All lines holding the string "each" should be copied from the data below.

··· RECORDS SHOWN

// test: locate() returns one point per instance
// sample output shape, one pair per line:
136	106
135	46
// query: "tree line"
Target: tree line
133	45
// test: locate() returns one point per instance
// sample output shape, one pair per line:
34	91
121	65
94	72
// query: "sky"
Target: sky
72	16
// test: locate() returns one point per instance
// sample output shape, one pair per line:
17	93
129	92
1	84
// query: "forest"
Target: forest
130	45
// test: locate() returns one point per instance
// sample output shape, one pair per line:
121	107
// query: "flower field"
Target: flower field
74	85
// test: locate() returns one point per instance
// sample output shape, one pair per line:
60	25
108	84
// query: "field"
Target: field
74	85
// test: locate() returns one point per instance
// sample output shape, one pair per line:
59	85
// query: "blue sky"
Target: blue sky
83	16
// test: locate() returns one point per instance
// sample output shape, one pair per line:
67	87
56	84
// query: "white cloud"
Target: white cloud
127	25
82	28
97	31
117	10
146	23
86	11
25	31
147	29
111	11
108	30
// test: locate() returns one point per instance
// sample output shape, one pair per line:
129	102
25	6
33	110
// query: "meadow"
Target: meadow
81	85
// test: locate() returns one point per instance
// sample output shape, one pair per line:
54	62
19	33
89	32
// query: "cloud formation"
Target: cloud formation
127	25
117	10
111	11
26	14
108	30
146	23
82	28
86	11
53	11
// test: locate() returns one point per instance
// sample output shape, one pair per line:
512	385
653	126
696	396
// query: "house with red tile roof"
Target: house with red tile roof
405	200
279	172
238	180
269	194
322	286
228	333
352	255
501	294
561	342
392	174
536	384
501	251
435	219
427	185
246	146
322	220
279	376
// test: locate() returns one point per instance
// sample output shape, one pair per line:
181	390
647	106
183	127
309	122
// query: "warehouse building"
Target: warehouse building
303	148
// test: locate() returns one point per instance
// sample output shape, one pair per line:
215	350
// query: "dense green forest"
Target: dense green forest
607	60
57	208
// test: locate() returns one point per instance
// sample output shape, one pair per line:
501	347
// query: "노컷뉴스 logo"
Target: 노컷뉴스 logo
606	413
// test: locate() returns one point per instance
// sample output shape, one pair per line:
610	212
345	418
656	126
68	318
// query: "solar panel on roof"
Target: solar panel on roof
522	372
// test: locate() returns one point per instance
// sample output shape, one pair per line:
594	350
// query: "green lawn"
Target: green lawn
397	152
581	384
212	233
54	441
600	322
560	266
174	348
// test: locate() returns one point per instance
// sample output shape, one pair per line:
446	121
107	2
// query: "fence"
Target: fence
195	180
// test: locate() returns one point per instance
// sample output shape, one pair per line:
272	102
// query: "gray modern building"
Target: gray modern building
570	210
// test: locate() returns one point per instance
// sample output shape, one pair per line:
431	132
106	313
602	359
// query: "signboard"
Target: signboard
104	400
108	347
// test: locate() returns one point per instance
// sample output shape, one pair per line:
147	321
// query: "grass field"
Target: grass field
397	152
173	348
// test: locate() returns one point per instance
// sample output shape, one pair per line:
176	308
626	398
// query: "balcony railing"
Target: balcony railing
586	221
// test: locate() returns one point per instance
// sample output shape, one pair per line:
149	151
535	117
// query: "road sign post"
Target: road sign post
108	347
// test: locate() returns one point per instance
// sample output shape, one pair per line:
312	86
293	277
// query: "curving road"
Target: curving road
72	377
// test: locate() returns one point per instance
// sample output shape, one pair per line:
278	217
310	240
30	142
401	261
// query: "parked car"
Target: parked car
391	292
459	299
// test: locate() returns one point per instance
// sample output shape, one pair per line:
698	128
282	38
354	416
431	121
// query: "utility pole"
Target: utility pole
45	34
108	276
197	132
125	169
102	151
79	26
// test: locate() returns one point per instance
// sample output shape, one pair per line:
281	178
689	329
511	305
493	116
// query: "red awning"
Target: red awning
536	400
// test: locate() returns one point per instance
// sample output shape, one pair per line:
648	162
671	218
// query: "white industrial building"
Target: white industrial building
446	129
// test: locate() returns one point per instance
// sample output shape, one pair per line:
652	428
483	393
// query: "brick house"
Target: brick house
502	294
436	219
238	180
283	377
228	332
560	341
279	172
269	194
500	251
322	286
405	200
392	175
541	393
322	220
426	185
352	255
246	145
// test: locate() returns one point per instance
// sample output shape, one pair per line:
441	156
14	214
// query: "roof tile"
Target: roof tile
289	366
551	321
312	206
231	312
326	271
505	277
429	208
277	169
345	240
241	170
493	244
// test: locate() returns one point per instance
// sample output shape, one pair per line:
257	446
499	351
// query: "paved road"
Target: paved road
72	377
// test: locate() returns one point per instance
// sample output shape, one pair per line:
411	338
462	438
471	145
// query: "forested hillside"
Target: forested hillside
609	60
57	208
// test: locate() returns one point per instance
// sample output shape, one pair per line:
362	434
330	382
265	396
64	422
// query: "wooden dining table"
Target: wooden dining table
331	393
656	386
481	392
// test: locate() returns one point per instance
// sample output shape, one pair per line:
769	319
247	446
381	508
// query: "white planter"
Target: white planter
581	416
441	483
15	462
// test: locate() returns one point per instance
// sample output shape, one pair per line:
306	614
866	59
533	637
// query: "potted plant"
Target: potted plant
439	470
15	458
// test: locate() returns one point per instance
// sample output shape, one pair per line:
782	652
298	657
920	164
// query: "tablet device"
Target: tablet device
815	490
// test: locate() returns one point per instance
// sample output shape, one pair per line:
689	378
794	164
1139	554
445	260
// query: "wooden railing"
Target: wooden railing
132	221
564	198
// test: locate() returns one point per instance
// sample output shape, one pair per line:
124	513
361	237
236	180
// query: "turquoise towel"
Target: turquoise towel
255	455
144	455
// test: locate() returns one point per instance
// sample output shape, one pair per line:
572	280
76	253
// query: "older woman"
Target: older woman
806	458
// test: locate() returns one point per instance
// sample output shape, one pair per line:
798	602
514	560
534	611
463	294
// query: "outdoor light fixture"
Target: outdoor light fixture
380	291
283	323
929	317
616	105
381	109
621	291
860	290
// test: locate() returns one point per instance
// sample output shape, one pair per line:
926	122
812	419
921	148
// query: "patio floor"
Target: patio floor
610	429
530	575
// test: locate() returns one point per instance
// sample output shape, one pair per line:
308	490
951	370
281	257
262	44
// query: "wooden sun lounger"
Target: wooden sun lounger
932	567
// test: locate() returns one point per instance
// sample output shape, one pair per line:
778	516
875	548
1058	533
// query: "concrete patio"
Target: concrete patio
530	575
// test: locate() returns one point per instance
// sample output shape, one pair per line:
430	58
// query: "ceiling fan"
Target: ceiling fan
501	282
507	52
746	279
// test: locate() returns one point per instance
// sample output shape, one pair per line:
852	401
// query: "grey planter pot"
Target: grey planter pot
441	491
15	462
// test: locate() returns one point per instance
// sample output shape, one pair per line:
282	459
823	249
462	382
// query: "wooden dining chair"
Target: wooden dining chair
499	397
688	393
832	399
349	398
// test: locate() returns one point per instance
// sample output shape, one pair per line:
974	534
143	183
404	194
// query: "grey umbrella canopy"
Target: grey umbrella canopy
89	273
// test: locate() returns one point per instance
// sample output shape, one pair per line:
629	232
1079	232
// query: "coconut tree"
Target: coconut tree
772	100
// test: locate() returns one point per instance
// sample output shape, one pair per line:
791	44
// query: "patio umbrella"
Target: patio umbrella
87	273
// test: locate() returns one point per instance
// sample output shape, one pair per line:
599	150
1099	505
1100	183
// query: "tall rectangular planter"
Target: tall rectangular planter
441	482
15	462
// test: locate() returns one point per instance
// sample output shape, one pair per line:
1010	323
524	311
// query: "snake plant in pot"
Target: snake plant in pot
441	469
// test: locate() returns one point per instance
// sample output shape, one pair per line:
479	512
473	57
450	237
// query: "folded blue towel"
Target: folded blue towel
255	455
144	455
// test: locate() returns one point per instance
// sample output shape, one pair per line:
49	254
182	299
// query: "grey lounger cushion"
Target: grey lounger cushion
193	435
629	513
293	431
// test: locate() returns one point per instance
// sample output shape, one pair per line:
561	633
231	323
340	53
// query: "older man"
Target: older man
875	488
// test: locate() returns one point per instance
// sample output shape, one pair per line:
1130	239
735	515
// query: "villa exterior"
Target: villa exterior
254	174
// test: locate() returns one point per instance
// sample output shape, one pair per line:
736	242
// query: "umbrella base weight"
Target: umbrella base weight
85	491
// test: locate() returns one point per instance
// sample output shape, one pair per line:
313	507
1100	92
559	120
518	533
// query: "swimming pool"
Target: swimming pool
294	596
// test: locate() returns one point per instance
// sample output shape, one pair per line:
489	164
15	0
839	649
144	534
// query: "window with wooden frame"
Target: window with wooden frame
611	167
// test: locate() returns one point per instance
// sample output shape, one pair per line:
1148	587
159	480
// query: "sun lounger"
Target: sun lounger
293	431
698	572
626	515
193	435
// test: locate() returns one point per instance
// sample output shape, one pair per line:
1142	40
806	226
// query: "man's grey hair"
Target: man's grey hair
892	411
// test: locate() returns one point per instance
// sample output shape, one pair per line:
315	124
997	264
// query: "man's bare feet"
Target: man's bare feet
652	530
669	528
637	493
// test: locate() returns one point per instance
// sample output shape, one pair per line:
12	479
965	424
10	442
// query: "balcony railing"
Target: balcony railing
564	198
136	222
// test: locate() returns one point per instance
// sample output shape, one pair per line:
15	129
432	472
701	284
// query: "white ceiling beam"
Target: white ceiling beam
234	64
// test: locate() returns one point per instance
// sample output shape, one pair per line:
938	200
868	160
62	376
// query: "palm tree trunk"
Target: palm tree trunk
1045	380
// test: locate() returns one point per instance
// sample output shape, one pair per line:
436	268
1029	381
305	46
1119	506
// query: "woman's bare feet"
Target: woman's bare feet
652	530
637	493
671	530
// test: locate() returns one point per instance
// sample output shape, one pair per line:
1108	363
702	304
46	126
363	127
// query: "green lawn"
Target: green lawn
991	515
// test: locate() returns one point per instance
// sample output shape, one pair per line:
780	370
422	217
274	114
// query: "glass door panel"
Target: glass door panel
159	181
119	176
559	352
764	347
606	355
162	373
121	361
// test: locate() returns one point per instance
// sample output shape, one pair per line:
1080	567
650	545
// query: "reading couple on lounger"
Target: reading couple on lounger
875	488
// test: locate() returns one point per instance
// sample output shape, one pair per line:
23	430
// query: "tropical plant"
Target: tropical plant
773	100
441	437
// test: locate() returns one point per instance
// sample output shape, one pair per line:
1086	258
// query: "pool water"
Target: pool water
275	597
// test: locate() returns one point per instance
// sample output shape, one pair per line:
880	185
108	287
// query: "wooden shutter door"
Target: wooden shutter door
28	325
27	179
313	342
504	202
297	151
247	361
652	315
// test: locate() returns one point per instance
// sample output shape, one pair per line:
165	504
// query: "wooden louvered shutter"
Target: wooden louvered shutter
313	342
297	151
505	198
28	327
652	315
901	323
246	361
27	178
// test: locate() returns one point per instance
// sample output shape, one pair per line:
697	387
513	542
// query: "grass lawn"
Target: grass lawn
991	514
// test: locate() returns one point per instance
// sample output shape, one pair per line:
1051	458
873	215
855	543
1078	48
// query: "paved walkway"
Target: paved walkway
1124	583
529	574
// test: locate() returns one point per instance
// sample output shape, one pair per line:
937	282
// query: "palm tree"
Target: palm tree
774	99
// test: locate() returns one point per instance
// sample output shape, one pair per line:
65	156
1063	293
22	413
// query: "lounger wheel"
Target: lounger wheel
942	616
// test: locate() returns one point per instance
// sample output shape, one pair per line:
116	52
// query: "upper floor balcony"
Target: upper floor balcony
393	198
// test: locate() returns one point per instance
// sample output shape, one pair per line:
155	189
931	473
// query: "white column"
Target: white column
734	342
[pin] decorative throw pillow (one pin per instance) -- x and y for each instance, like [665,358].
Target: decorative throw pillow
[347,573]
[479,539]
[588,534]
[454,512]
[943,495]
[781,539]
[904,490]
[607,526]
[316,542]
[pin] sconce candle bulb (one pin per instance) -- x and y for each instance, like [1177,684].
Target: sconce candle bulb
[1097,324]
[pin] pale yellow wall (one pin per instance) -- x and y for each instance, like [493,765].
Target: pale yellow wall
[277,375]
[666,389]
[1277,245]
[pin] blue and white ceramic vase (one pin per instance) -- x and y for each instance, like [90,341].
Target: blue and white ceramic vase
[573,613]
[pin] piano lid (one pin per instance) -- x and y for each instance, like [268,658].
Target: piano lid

······

__RESULT OF THE EXERCISE__.
[pin] decorative throw pillow (one pin per instance) -- x and y for each instance, like [665,358].
[pin] sconce candle bulb (one pin per instance) -- x and y for each instance, like [1177,684].
[pin] pale yellow wall (one pin per instance) -- x and y for each instance, like [493,765].
[pin] blue and white ceramic vase (one pin per instance) -- x and y for each instance, like [90,341].
[pin] piano lid (one pin per instance) -- x and y for each instance, like [268,658].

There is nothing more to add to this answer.